*ASSIGNMENT:*
From first entry to last, give the listing again verbatim.

*WORKING DATA:*

*****

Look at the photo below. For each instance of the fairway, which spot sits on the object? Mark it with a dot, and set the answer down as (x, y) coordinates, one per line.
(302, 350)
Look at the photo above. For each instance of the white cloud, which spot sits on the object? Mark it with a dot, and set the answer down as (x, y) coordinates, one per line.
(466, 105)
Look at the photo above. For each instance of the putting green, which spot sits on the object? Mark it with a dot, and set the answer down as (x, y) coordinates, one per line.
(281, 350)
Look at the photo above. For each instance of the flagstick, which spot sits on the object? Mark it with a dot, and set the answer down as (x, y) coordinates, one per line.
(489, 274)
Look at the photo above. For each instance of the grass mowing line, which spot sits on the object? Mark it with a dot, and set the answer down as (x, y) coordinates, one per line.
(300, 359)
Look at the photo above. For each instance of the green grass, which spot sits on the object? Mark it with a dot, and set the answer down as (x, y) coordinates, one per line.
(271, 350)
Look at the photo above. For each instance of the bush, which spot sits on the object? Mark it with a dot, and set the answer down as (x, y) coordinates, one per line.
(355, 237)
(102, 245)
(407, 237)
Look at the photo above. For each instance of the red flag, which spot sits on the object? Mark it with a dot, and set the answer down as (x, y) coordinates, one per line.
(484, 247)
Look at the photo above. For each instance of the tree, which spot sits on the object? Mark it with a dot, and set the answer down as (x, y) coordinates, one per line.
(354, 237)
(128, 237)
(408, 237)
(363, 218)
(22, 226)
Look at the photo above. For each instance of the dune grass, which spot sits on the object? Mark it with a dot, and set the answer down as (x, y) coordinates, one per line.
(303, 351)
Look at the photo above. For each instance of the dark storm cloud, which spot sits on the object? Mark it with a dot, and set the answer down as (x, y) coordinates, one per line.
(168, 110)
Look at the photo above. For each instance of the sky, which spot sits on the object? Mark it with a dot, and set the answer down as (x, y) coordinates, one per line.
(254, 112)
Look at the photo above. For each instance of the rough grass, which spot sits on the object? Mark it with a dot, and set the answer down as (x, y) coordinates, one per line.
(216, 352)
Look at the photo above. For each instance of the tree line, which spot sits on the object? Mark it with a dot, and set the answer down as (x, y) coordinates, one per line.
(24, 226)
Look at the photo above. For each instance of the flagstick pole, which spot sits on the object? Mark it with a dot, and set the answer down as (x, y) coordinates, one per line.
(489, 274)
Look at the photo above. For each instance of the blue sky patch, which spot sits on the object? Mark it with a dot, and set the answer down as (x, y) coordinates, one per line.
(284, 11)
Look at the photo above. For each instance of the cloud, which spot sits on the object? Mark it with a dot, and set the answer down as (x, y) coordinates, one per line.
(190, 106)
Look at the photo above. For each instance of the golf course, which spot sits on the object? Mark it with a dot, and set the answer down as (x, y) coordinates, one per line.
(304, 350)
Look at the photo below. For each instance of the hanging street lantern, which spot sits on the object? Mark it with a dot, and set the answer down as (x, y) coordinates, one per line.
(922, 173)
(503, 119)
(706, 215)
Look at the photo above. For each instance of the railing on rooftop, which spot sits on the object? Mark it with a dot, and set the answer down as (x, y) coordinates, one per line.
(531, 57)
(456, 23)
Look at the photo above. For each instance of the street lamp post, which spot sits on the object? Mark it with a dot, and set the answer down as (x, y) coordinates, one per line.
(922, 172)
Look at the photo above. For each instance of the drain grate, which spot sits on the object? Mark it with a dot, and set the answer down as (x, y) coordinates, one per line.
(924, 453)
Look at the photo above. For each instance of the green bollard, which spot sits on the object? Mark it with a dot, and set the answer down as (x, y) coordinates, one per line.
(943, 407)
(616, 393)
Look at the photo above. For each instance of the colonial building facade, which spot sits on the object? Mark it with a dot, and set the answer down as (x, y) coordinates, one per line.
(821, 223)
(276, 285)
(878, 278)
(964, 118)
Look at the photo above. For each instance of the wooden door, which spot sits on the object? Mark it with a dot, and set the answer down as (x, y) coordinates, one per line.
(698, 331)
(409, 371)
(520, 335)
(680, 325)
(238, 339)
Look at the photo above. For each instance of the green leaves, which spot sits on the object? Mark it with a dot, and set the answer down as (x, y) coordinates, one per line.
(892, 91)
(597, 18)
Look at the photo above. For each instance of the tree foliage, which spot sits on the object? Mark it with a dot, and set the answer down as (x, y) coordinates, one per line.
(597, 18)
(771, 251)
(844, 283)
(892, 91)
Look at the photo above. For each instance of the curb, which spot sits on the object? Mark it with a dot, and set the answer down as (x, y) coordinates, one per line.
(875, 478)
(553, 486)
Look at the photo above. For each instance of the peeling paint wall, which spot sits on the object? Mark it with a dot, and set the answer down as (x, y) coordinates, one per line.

*****

*YOUR SOLUTION:*
Look at the photo below. For each instance of the fairway, which spot sits on the object? Mark it with a dot, and set the answer down as (x, y) coordinates, one per line.
(302, 350)
Look at the photo above. For each instance of the white cloud, which spot sits on the object? Mark it with a dot, and set the answer down as (x, y) coordinates, one per line.
(466, 105)
Look at the photo above. For each instance of the putting green, which spot sits on the object? Mark it with a dot, and set the answer down as (x, y) coordinates, one per line.
(281, 350)
Look at the photo above. For each instance of the flagstick, which spot sits on the object? Mark it with a dot, and set the answer down as (x, y) coordinates, one per line.
(489, 274)
Look at the photo above. For each instance of the grass mowing line, which spot sits on the object? Mark it with a dot, and set the answer down as (x, y) coordinates, one per line.
(300, 359)
Look at the photo above. For each instance of the green grass, which spot sits on the object? Mark it with a dot, and set the answer down as (x, y) coordinates, one per line.
(271, 350)
Look at the photo above. For each instance of the bush, which spot sits on the object? Mark it with a dot, and set the answer down as (x, y) coordinates, one per line.
(355, 237)
(102, 245)
(407, 237)
Look at the photo above. For each instance of the red flag, which spot sits on the object? Mark it with a dot, and set the answer down as (x, y) coordinates, one per line.
(484, 247)
Look at the photo above. For each instance of the tree, which spot sits on the object? Mark it with a dot, and set the answer down as (x, y) coordinates, one per line.
(354, 237)
(128, 237)
(408, 237)
(363, 218)
(22, 226)
Look at the photo above. For each instance of the dune grass, which spot sits on the object? Mark it with a dot, and set the answer down as (x, y) coordinates, one per line.
(303, 351)
Look at the photo above. For each instance of the dark storm cloud, which spot sits on the object? Mark it with a dot, and set the answer down as (x, y) coordinates, one per line.
(168, 110)
Look at the photo above. For each instance of the sky, which spot sits on the object? Mark it with a dot, and set the answer down as (x, y) coordinates, one per line.
(254, 112)
Look at the photo above. For each instance of the rough grass, which spot sits on the object? Mark it with a dot, and set the answer down as (x, y) coordinates, one per line.
(216, 352)
Look at the photo above. For each instance of the tree line, which spot sits on the object? Mark it with a dot, and set the answer down as (x, y) coordinates, one per line.
(24, 226)
Look at the photo above. For each instance of the flagstick pole, which spot sits on the object? Mark it with a dot, and set the answer down as (x, y) coordinates, one per line.
(489, 274)
Look at the photo above. For each instance of the blue sky patch, which spot sits on the object? Mark it with a dot, and set the answer down as (x, y) coordinates, one per line.
(284, 11)
Look at the photo above. For each instance of the cloud, which spot sits on the object? Mark it with a dot, and set the answer down as (x, y) coordinates, one per line.
(190, 106)
Look at the photo above. For each instance of the golf course, which spot sits on the object? Mark it with a dot, and set the answer down as (x, y) coordinates, one per line.
(304, 350)
Look at the photo below. For each instance of the hanging street lantern, which spot sits on the object? Mark it with a dot, and set the answer down as (x, y) coordinates, one per line.
(922, 173)
(503, 119)
(706, 215)
Look at the photo above. For each instance of the railing on rooftop, which spot sits on the object? Mark it with a dot, and set the answer down as (x, y) coordinates, one per line.
(531, 57)
(456, 23)
Look at the photo above. For each instance of the street lamp post, which spot sits on the object? Mark it with a dot, and set the answer down as (x, y) coordinates, one per line.
(922, 172)
Look at the photo above. For each instance of the drain grate, which spot sits on the object? Mark it with a dot, and set the answer down as (x, y) coordinates, one per line.
(924, 453)
Look at the photo above. For each instance of the green bollard, which spot sits on the object? Mark it with a dot, and set the answer down as (x, y) coordinates, one per line.
(943, 407)
(616, 393)
Look at the photo above. For each instance of the colonial building facade, which spot sits on the object? Mark it with a dot, and set the answer down as (x, y) coordinates, one per line.
(821, 223)
(276, 285)
(878, 278)
(964, 118)
Look at the photo above. For each instance of the wooden door, which spot sits on the object? Mark it with a dot, and set the answer down as (x, y) coordinates, one per line.
(698, 331)
(409, 371)
(520, 335)
(680, 325)
(238, 339)
Look at the photo above. For each instance of the green leaves, which spot sits on the object? Mark it with a dot, and set the answer down as (x, y) coordinates, one per line.
(892, 91)
(597, 18)
Look at the photo above. For each instance of the tree foliage, which spot sits on the object? Mark it with a dot, and set the answer down as (x, y) coordinates, one per line.
(597, 18)
(771, 251)
(844, 283)
(892, 91)
Look at the photo above. For each instance of the curb, which spot sits on the object? Mark it with a dot, and set the answer down as (x, y) coordinates, one per line.
(875, 478)
(553, 486)
Look at the photo above. For each instance of the peeling paint wall, which spot sits on the object? Mark it with a dot, and set the answer down as (x, y) coordinates, one per line.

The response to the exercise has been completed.